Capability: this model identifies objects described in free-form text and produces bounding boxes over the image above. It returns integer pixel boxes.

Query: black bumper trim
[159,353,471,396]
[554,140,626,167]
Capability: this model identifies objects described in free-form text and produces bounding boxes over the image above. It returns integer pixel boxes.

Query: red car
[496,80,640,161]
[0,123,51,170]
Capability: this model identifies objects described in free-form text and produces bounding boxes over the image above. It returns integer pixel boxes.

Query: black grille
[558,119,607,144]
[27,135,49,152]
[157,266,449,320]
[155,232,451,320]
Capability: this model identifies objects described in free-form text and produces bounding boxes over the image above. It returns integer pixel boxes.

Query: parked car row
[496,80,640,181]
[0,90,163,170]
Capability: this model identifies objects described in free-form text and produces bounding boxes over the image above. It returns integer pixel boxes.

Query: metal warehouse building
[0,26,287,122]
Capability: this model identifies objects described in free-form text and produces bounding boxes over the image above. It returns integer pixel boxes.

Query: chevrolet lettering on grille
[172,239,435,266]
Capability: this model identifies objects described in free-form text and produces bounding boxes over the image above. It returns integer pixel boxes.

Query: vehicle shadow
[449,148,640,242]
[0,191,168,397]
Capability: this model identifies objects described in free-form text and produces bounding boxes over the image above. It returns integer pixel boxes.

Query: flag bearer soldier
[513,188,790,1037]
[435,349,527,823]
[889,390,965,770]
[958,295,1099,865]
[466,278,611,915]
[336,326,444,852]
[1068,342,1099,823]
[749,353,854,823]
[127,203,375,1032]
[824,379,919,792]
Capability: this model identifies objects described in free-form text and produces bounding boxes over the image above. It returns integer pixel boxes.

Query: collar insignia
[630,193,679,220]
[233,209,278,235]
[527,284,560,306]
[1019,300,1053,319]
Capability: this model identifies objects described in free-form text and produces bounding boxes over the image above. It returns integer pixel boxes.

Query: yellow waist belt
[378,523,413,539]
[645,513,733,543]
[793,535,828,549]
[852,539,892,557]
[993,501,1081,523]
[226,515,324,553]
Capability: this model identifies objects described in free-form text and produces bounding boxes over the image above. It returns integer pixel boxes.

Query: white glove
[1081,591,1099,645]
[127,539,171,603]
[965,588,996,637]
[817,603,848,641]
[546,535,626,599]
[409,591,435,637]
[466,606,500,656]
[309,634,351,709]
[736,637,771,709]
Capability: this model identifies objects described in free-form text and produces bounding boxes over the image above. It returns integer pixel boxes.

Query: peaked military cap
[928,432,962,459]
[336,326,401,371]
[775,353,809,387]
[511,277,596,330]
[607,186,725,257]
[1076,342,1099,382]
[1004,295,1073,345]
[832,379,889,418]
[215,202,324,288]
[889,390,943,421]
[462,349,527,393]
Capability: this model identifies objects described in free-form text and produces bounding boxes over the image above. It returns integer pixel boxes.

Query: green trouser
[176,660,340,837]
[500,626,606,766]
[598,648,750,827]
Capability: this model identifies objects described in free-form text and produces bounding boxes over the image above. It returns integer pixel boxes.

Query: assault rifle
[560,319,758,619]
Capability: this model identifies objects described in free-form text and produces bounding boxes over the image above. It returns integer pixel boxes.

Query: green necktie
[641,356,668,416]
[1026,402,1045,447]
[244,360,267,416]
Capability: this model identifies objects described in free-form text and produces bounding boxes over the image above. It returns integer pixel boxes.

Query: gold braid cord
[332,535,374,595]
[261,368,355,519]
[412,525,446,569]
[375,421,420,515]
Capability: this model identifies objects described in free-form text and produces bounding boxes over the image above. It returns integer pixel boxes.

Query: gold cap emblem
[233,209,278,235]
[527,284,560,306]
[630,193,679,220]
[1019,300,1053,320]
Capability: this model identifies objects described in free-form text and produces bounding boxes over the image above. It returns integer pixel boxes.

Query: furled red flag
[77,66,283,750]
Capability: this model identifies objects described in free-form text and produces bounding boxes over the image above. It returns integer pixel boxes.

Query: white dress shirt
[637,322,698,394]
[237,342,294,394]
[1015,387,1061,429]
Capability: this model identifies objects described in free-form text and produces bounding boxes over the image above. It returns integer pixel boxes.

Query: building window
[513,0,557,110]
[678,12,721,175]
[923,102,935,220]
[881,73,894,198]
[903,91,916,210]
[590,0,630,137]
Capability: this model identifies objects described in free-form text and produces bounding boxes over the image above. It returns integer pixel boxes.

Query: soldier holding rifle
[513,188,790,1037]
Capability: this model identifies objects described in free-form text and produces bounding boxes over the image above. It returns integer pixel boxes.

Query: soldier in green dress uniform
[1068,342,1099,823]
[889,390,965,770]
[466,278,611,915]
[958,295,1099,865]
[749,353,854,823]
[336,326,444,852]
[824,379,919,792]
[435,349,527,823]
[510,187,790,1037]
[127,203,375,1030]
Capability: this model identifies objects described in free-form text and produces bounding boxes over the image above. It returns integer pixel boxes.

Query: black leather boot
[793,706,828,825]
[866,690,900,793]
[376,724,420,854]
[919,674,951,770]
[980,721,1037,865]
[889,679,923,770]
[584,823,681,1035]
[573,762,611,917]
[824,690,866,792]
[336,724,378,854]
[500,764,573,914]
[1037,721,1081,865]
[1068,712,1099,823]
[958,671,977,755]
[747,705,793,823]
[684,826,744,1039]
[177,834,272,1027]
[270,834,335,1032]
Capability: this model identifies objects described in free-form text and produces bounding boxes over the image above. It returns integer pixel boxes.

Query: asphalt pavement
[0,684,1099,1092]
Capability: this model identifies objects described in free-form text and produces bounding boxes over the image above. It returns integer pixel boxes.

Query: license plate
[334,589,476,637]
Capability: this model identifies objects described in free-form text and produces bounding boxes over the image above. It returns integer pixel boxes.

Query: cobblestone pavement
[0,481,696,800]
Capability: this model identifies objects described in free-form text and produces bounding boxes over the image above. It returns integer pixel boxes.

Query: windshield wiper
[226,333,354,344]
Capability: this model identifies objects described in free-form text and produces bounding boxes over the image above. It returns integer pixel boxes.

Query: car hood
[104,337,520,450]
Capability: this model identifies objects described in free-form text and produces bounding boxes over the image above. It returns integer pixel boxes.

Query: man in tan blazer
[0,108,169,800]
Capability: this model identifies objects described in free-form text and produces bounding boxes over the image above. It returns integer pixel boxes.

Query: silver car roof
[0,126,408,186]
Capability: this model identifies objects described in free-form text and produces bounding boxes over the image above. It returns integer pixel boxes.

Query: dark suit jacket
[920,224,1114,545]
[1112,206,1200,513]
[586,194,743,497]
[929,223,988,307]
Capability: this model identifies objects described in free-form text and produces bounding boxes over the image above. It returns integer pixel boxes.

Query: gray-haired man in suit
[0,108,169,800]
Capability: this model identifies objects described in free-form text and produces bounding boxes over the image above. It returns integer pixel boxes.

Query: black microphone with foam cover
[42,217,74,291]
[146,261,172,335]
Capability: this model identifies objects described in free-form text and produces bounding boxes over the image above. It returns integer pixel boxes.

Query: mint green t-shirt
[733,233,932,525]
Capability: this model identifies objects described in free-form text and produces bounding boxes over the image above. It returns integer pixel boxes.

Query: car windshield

★ ★ ★

Aim -
Reproduce every line of the data above word for word, in the same order.

Written solution -
Capability: this model identifies objects described in free-form text and produces bounding boxes over the image above. It returns integer pixel boxes.

Query: black bumper trim
[159,353,471,396]
[554,140,626,167]
Capability: this model identifies objects described in free-form text and produces bounding boxes over the image above. It returns integer pixel boxes.

Query: red car
[496,80,640,161]
[0,123,51,170]
Capability: this model identifies objects described in free-form text and produces bounding boxes over the image above. It returns integer pixel boxes.

Query: black grille
[558,119,607,144]
[27,135,49,152]
[157,266,449,320]
[155,232,451,320]
Capability: this model identifies objects described in free-form text and produces bounding boxes over the image above. It returns integer pixel boxes.

Query: parked car row
[496,80,640,181]
[0,90,163,170]
Capability: this model identifies objects described in free-form text and produces bounding boxes over the image above. It returns integer pixel boxes.

Query: metal warehouse building
[0,26,287,122]
Capability: this model identifies objects described in free-form text and produces bounding boxes over the image above. It returns integer pixel boxes.

Query: chevrolet lettering on grille
[172,239,435,266]
Capability: this model identifies objects described in free-form text and produces bounding boxes over the image above. It returns integer pixel boxes.

Query: vehicle shadow
[449,148,640,242]
[0,191,168,397]
Capability: this model identifies objects described in free-form text and produces bounding boxes over the image above. It returns integer pixel boxes.

Query: flag bearer soldier
[513,188,790,1037]
[435,349,527,823]
[889,390,965,770]
[958,295,1099,865]
[466,278,611,915]
[336,326,444,852]
[1068,342,1099,823]
[749,353,854,823]
[127,203,375,1032]
[824,379,919,792]
Capability: this model identifies objects described in free-form text and produces bounding boxes over the image above. It returns integer pixel boxes.

Query: collar insignia
[630,193,679,220]
[233,209,278,235]
[527,284,560,306]
[1019,300,1053,319]
Capability: this model identifies objects described in free-form text and produces bounding boxes over the image above. It returns integer pixel boxes.

Query: yellow waist belt
[378,523,413,539]
[645,513,733,543]
[793,535,828,549]
[852,539,892,557]
[993,501,1081,523]
[226,515,324,553]
Capability: this model identifies objects described in free-form text and produces bounding boxes over the image above. It returns integer pixel boxes.

Query: white glove
[1081,591,1099,645]
[127,539,171,603]
[965,588,996,637]
[817,603,848,641]
[546,535,626,599]
[409,591,435,637]
[466,606,500,656]
[309,634,351,709]
[736,637,771,709]
Capability: this model identifies objects described in free-form text and produces bounding boxes over the image above. It returns integer pixel boxes.

Query: peaked military cap
[928,432,962,459]
[336,326,401,371]
[775,353,809,387]
[511,277,596,330]
[607,186,725,257]
[1076,342,1099,382]
[1004,295,1073,345]
[832,379,889,418]
[215,202,324,288]
[889,390,943,421]
[462,349,527,393]
Capability: this model identifies objects described in free-form text and produces bounding boxes over the image above. It returns integer pixel boxes.

Query: green trouser
[176,660,340,837]
[500,626,606,766]
[598,648,750,827]
Capability: this model identifies objects described in free-form text and produces bounding boxes over the image above. It returns integer pixel boxes.

Query: assault rifle
[560,319,758,619]
Capability: this model identifies objects described in free-form text and produces bounding boxes over the image above. It returns integer pixel boxes.

Query: green necktie
[641,356,668,416]
[1026,402,1045,447]
[244,360,267,416]
Capability: this model identifies objects described in free-form text and produces bounding boxes over the image above. It returns integer pixel boxes.

Query: gold braid cord
[332,535,374,595]
[261,368,355,519]
[412,525,446,569]
[375,421,420,515]
Capability: this model identifies objects described in free-form text and produces bounding boxes over the image above. It returns integer pixel boxes.

Query: gold cap emblem
[233,209,278,235]
[527,284,560,306]
[630,193,679,220]
[1019,300,1053,320]
Capability: this model identifies objects described in free-form text and produces bounding boxes over the image above. It returns integer pixel boxes.

Query: furled red flag
[77,66,283,750]
Capability: this model identifies objects described in free-form text and produces bounding boxes over the image above. It returns integer pixel boxes.

Query: white dress shirt
[637,322,698,394]
[237,342,294,394]
[1015,387,1061,429]
Capability: this model identifies objects described in free-form text and produces bounding boxes over the image above. It returns integer pixel boxes.

Query: building window
[513,0,557,110]
[678,12,721,175]
[923,102,935,220]
[881,73,894,198]
[903,91,916,210]
[590,0,630,137]
Capability: this model identifies objects described in free-form text and produces bounding boxes over the image above. It returns integer pixel boxes.

Query: soldier holding rifle
[513,188,790,1037]
Capability: this model identifies objects described in free-form text and produces bounding boxes over the image above. It returns integer pixel boxes.

Query: soldier in green dress uniform
[1068,342,1099,823]
[889,390,965,770]
[466,278,611,915]
[958,295,1099,865]
[749,353,854,823]
[336,326,444,852]
[824,379,919,792]
[435,349,527,823]
[510,187,790,1037]
[127,203,375,1030]
Capability: this model identifies objects described in free-form text and produces bounding boxes over the image above. It returns integer pixel boxes.

Query: black leather boot
[793,706,828,825]
[866,690,900,793]
[376,724,420,854]
[919,674,951,770]
[980,721,1037,865]
[889,679,923,770]
[584,823,681,1035]
[573,762,611,917]
[824,690,866,792]
[336,724,378,854]
[500,764,573,914]
[1037,721,1081,865]
[1068,712,1099,823]
[958,671,977,755]
[747,705,793,823]
[684,826,744,1039]
[177,834,272,1027]
[270,834,335,1032]
Capability: this model identifies objects described in free-form text and produces bounding boxes over the image above. It returns integer pixel boxes.

Query: asphalt pavement
[0,684,1099,1092]
Capability: this model identifies objects described in free-form text and produces bounding boxes over the image above. It returns integer pixel boxes.

Query: license plate
[334,589,476,637]
Capability: this model identifies objects described in free-form text and produces bounding boxes over the image above. It returns integer pixel boxes.

Query: cobblestone pavement
[0,481,696,800]
Capability: this model identifies objects described in free-form text and produces bounding boxes over the image above. It returns integer pixel boxes.

Query: windshield wiper
[226,333,354,344]
Capability: this model identifies objects described in free-form text and produces bounding boxes over the image above. It returns integer pixel boxes.

Query: car hood
[104,337,520,450]
Capability: this model identifies objects described in free-form text and produces bounding boxes over the image above. It returns integer pixel boxes.

Query: man in tan blazer
[0,108,169,800]
Capability: this model identifies objects described in free-form text and produces bounding boxes over the image above. It returns integer pixel boxes.

Query: silver car roof
[0,126,408,186]
Capability: this model identifies objects described in free-form text and produces bounding boxes over the image above. It returns integer pixel boxes.

Query: dark suit jacket
[920,224,1114,545]
[1112,206,1200,513]
[586,194,743,497]
[929,223,988,307]
Capability: this model identifies objects described in free-form text and produces bounding boxes over the image above. It returns integer pixel boxes.

Query: gray-haired man in suit
[0,108,169,800]
Capability: this model identifies objects described in free-form text and produces bounding boxes over the image above. It returns integer pixel boxes.

Query: black microphone with foam cover
[42,217,74,291]
[146,261,172,335]
Capability: this model identifies objects described in free-form text and produces bounding boxes over the image above. It returns integer pixel boxes.

Query: mint green t-shirt
[733,233,932,525]
Capability: this model identifies objects described in free-form text and produces bounding boxes over the image above. It returns integer pixel boxes.

Query: car windshield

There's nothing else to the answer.